# Feast



## dacdots (Sep 8, 2007)

Last Sat night we had a small get together with a couple very close friends  {Well they always come around when they hear I'm cooking.}The ribs were great,the chicken wings were to die for, and the shrimp...well what can I say.We all had some good food,some good drink, and lots of fun.This reminds me of the way I started out on this forum so long ago, just havin fun.


----------



## gypsyseagod (Sep 8, 2007)

1 word dac... simply awesome
	

	
	
		
		



		
		
	


	





  man i hope we get to cook w/ ya in summersville. ya don't post moch but when ya do it's great que...glad the party was a success....


----------



## gypsyseagod (Sep 8, 2007)

p.s. - mom will be sending fresh 10-15 count shrimp from 1 of our boats....


----------



## bigarm's smokin (Sep 9, 2007)

*  Hey Gypsy, ya know bro, mom is kinda getting forgetful, please remind her that "our" address is, box 88 BigArm MT 59910 
	

	
	
		
		



		
		
	


	



*


----------



## deejaydebi (Sep 9, 2007)

Dacdots -

Sounds like a great smoke and a great time! Looking forward to meeting you in Summersville.

Gypsy - I'm alergic to shell fish.


----------



## dacdots (Sep 10, 2007)

Thats alright Debi Ill take care of your share.....if I must.Anything to help out a friend.


----------



## deejaydebi (Sep 11, 2007)

Alright David you got my share!


----------

◆ Data extracts
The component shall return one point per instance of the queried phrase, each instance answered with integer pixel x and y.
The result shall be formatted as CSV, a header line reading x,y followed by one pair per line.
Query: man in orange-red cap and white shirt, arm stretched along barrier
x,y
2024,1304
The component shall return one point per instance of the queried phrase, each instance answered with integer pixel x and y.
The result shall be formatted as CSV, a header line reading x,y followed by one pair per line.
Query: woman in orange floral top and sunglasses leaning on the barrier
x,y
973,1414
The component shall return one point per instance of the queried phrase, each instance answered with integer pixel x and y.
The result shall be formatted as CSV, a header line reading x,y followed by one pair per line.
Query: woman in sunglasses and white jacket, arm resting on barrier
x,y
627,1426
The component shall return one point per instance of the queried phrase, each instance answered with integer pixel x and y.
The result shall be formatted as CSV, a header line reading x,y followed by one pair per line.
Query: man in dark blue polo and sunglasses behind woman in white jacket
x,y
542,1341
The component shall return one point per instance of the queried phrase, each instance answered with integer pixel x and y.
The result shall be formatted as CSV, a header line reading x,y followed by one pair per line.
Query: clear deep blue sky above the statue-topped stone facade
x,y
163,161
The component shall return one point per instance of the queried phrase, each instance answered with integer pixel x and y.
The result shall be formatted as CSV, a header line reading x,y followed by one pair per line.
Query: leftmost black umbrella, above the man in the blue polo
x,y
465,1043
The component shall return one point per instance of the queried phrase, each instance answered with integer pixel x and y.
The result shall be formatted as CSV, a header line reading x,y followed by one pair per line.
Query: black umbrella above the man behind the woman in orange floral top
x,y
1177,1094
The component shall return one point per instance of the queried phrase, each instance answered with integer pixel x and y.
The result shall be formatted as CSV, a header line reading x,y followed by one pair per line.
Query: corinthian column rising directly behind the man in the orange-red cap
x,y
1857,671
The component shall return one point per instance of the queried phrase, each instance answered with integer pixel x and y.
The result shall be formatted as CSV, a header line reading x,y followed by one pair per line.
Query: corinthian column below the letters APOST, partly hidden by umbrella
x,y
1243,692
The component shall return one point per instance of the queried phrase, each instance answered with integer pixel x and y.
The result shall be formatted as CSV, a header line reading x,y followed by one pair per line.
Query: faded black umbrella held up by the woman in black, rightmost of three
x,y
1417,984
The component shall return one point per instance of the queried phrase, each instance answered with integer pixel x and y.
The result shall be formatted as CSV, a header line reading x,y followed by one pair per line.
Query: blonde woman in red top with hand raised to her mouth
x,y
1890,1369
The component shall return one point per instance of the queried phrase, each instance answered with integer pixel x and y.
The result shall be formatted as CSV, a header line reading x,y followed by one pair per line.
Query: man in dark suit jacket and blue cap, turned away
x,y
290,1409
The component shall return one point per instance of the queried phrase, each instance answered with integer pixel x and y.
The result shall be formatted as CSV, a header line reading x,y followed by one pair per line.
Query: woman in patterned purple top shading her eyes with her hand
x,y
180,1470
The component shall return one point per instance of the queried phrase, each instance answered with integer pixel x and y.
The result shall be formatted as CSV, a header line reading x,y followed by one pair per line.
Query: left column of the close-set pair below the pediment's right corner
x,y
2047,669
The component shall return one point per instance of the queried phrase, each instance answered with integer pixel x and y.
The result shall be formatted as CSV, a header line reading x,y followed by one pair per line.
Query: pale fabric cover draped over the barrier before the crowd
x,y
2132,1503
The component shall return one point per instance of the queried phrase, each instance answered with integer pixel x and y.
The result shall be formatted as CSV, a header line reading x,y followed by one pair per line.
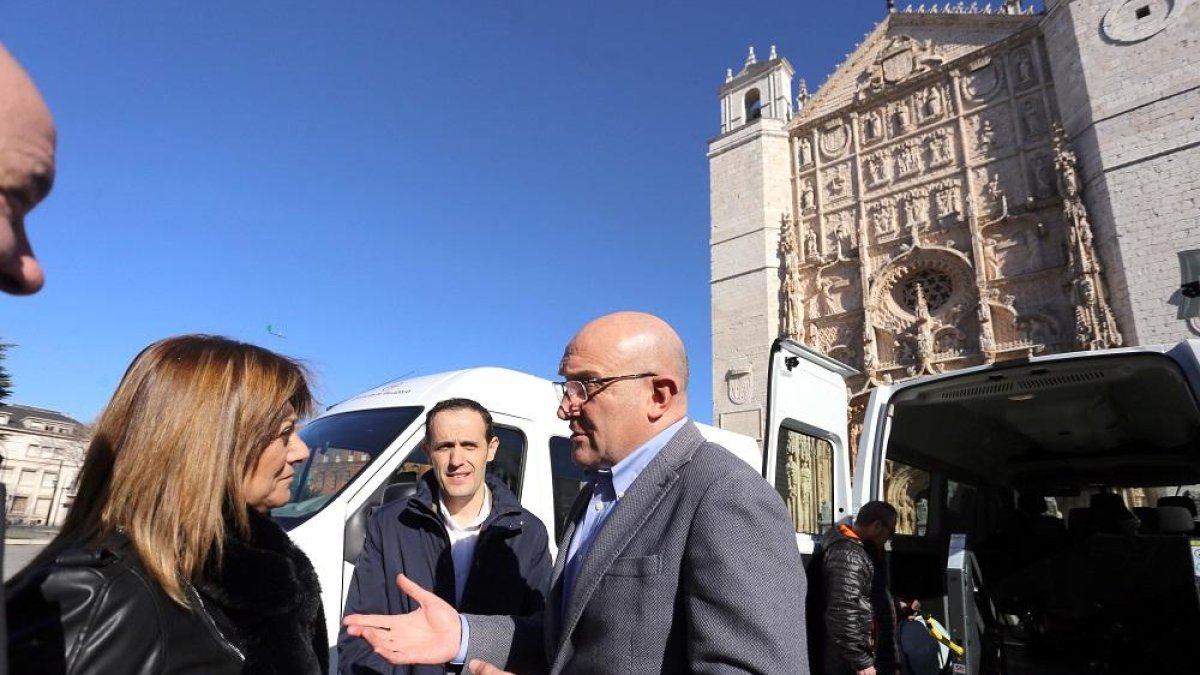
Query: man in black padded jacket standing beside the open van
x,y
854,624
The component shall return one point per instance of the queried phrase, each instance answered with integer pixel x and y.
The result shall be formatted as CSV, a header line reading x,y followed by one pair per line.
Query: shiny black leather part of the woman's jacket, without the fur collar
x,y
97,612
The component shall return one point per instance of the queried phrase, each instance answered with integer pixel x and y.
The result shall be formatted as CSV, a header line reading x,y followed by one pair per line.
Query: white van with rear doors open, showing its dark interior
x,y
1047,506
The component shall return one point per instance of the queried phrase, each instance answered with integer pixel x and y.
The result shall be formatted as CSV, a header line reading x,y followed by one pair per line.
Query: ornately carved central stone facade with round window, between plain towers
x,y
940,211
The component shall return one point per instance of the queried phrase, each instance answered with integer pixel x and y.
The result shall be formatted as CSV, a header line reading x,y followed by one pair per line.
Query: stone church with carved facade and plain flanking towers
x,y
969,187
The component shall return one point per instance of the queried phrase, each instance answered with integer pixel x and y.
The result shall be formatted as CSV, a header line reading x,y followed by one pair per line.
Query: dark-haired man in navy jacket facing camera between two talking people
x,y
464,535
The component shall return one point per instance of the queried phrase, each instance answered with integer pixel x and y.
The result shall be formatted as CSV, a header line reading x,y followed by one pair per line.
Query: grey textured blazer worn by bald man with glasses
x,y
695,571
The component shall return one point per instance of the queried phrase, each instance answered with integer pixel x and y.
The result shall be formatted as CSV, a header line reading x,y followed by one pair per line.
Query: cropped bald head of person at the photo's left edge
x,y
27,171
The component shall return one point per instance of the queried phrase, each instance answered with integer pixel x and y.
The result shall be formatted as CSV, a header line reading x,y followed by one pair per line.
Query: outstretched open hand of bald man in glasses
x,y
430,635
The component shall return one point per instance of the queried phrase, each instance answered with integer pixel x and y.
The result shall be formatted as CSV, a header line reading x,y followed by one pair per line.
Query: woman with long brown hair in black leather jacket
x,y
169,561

--

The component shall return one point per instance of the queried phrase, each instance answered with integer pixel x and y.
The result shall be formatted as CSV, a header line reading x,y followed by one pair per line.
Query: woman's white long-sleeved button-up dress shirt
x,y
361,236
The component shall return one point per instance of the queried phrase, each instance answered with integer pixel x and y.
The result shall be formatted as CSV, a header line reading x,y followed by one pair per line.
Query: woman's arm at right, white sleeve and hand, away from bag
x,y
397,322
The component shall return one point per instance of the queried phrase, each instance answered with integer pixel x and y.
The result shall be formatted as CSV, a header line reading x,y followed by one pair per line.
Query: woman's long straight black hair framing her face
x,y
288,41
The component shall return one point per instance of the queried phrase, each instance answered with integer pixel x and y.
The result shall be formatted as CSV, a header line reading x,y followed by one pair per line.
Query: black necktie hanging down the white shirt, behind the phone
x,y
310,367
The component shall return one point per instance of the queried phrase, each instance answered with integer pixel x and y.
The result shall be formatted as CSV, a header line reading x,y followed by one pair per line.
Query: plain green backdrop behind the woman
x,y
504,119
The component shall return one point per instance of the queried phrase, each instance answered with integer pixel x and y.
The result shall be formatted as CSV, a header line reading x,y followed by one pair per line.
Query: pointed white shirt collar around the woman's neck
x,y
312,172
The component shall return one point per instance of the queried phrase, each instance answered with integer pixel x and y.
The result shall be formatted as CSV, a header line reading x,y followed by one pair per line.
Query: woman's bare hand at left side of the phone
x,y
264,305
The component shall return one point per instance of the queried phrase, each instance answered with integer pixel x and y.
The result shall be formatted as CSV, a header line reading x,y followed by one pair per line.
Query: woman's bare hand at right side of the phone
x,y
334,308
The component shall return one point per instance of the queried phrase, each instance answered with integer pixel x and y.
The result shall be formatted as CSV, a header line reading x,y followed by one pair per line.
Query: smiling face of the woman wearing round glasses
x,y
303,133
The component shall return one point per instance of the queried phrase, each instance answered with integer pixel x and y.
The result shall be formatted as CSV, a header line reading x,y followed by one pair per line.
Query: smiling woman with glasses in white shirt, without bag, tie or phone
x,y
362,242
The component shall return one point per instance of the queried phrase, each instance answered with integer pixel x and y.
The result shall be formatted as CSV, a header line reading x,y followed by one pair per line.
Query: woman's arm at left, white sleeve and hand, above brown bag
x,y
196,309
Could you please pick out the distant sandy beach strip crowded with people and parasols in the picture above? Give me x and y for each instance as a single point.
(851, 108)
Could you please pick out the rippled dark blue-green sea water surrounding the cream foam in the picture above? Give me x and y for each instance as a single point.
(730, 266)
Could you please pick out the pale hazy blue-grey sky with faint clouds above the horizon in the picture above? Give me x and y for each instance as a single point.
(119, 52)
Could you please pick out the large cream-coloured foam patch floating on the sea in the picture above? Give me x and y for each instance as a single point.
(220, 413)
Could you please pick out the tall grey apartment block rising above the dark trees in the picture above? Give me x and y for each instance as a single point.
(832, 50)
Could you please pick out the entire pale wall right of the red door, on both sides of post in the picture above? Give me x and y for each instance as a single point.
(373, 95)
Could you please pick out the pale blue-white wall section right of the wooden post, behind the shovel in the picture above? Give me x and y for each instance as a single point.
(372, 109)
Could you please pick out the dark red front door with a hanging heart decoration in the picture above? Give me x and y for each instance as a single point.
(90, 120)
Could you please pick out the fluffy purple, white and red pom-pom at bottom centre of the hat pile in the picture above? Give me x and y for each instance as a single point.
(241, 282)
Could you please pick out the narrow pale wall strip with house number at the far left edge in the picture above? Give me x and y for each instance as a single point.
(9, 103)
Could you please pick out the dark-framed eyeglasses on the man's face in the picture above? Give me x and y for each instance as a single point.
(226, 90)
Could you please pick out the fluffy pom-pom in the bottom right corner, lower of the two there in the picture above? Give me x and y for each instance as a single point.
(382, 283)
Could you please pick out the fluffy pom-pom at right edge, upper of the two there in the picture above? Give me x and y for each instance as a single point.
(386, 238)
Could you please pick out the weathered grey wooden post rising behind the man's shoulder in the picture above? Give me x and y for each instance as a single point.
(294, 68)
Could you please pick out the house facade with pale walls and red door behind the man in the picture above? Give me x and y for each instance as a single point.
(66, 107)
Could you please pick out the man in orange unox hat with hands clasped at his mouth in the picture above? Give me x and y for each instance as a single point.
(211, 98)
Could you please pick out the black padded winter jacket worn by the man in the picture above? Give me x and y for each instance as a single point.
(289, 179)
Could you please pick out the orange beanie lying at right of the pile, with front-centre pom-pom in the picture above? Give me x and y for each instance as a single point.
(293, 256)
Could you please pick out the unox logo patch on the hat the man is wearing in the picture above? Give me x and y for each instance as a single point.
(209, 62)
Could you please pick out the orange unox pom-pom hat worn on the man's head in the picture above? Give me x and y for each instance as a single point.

...

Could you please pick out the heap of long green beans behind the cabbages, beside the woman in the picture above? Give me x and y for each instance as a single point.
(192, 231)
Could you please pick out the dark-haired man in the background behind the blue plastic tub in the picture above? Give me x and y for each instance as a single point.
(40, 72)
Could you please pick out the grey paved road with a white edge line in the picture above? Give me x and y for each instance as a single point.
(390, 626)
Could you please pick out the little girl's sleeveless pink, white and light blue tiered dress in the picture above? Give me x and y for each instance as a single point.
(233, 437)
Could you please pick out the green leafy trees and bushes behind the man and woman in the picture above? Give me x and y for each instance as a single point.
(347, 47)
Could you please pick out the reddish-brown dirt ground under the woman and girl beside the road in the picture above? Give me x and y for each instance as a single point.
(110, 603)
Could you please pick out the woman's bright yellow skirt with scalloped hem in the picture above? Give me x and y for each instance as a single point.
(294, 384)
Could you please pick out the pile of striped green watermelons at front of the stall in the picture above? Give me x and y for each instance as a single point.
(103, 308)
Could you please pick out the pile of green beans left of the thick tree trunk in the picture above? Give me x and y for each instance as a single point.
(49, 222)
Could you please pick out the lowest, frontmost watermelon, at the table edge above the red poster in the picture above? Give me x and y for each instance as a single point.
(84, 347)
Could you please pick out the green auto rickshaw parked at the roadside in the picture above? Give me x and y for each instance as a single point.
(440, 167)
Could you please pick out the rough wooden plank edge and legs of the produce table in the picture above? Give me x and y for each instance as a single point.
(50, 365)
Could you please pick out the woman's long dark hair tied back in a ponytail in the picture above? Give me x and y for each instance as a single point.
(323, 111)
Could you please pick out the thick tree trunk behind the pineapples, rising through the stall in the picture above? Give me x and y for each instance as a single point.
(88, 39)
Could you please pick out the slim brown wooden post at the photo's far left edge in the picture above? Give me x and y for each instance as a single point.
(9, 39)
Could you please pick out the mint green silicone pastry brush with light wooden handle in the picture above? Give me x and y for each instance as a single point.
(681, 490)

◆ About this exercise
In the feast thread, what size of shrimp does gypsyseagod say mom will be sending? The data is separate from the feast thread.

◆ Final answer
Fresh 10-15 count shrimp.